> **Instructions for the task**: Count the lines in the records below that contain the string "ground", treating uppercase and lowercase as different. Reply with the number only.

> **Dataset extract**:
################

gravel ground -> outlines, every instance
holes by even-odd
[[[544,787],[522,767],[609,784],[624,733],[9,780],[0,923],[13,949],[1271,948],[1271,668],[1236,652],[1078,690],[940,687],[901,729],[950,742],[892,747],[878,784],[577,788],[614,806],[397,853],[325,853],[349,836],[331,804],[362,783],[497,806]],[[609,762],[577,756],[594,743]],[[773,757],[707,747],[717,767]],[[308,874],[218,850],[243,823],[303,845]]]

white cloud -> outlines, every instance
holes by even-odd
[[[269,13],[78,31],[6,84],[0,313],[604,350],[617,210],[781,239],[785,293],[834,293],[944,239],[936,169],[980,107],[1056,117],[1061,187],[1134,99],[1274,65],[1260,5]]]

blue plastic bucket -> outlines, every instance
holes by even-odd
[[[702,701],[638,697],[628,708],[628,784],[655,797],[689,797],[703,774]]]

################

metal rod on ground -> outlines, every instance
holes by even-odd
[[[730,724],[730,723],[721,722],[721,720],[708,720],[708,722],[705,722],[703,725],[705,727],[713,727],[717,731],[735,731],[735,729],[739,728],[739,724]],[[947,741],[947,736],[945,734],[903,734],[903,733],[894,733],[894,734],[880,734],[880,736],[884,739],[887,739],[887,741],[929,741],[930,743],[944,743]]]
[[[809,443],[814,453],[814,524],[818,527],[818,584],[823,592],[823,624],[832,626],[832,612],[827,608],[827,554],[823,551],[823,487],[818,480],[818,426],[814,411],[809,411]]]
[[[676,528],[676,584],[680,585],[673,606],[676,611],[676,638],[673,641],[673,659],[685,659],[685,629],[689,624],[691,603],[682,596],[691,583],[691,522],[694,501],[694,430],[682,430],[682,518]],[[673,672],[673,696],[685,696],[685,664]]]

################

> **Response below**: 2